** MATERIAL FOR THIS TASK **
--- Start ---
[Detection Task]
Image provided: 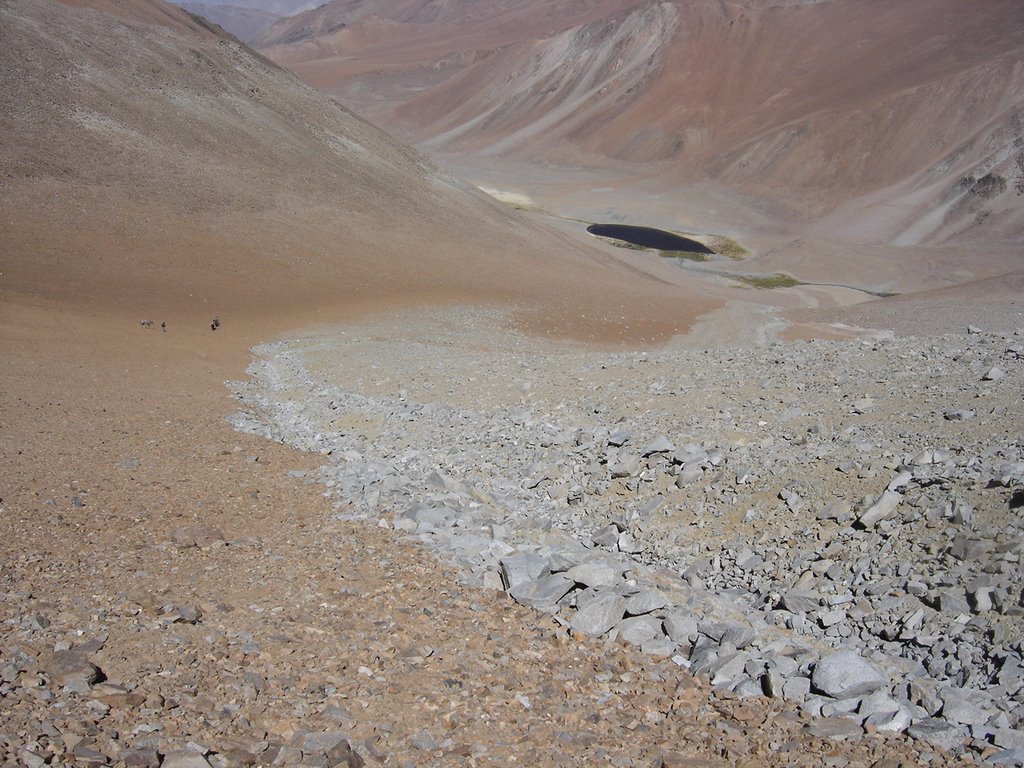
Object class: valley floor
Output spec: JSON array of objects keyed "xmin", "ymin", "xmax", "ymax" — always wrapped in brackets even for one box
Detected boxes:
[{"xmin": 0, "ymin": 301, "xmax": 1020, "ymax": 766}]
--- End ---
** WORK TO DO **
Give the lines above again with "valley floor" swapped for "canyon floor" and nothing else changed. Leave out the picture.

** SOLUTION **
[Detection Task]
Image provided: 
Object class: canyon floor
Output spec: JSON array of objects keyed "xmin", "ymin", "xmax", "ymax" — always wrapped in brackets even for one box
Detected boxes:
[{"xmin": 0, "ymin": 301, "xmax": 1020, "ymax": 766}]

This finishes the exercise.